FAQ

Deployment

Does deployment incur costs?

Yes, costs are incurred based on AWS resource usage. The main billable resources are:

Resource	Description
NAT Gateway	VPC external communication (hourly + data transfer)
ECS Fargate	FastAPI backend container (vCPU + memory)
ElastiCache Redis	WebSocket connection management
S3 / S3 Express One Zone	Document storage, vector DB, sessions, artifacts
SageMaker Endpoint	PaddleOCR (ml.g5.xlarge, scales up only when in use)
Bedrock	Per-invocation billing (input/output tokens)
Step Functions	Per-workflow execution state transition billing
DynamoDB	Read/write capacity units

AI analysis fails silently or shows Marketplace subscription errors

You may experience the following symptoms:

AI chat returns no response, or document analysis workflow fails
Logs show AccessDeniedException or Marketplace subscription-related errors

Since September 2025, Bedrock automatically enables all serverless models via IAM — no manual console activation is needed. However, on the first invocation of a third-party model (Anthropic, Cohere, etc.), Bedrock initiates an AWS Marketplace subscription in the background. During this process (up to 15 minutes), calls may fail. Once the subscription completes, everything works normally.

Things to check:

Ensure the deploying IAM role has aws-marketplace:Subscribe, aws-marketplace:Unsubscribe, and aws-marketplace:ViewSubscriptions permissions
For Anthropic models, a one-time FTU (First Time Use) form must be submitted via the Bedrock console or PutUseCaseForModelAccess API

OCR stack deployment fails (Lambda memory limit)

__Dataset excerpts__:

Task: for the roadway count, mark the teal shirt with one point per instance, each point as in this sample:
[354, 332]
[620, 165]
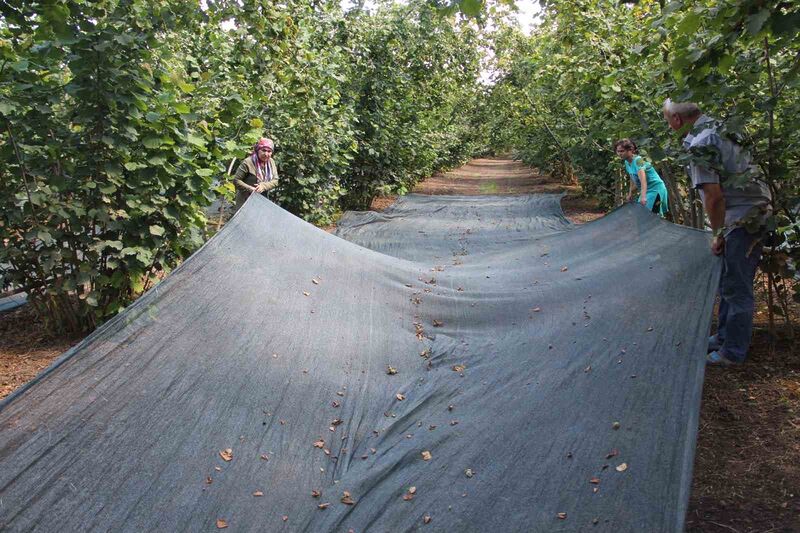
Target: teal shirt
[653, 179]
[655, 185]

__Exercise aim__: Reproduce the deployment FAQ word for word, in full. None of the data is needed here.

__Answer to the problem__:
FAQ

Deployment

Does deployment incur costs?

Yes, costs are incurred based on AWS resource usage. The main billable resources are:

Resource	Description
NAT Gateway	VPC external communication (hourly + data transfer)
ECS Fargate	FastAPI backend container (vCPU + memory)
ElastiCache Redis	WebSocket connection management
S3 / S3 Express One Zone	Document storage, vector DB, sessions, artifacts
SageMaker Endpoint	PaddleOCR (ml.g5.xlarge, scales up only when in use)
Bedrock	Per-invocation billing (input/output tokens)
Step Functions	Per-workflow execution state transition billing
DynamoDB	Read/write capacity units

AI analysis fails silently or shows Marketplace subscription errors

You may experience the following symptoms:

AI chat returns no response, or document analysis workflow fails
Logs show AccessDeniedException or Marketplace subscription-related errors

Since September 2025, Bedrock automatically enables all serverless models via IAM — no manual console activation is needed. However, on the first invocation of a third-party model (Anthropic, Cohere, etc.), Bedrock initiates an AWS Marketplace subscription in the background. During this process (up to 15 minutes), calls may fail. Once the subscription completes, everything works normally.

Things to check:

Ensure the deploying IAM role has aws-marketplace:Subscribe, aws-marketplace:Unsubscribe, and aws-marketplace:ViewSubscriptions permissions
For Anthropic models, a one-time FTU (First Time Use) form must be submitted via the Bedrock console or PutUseCaseForModelAccess API

OCR stack deployment fails (Lambda memory limit)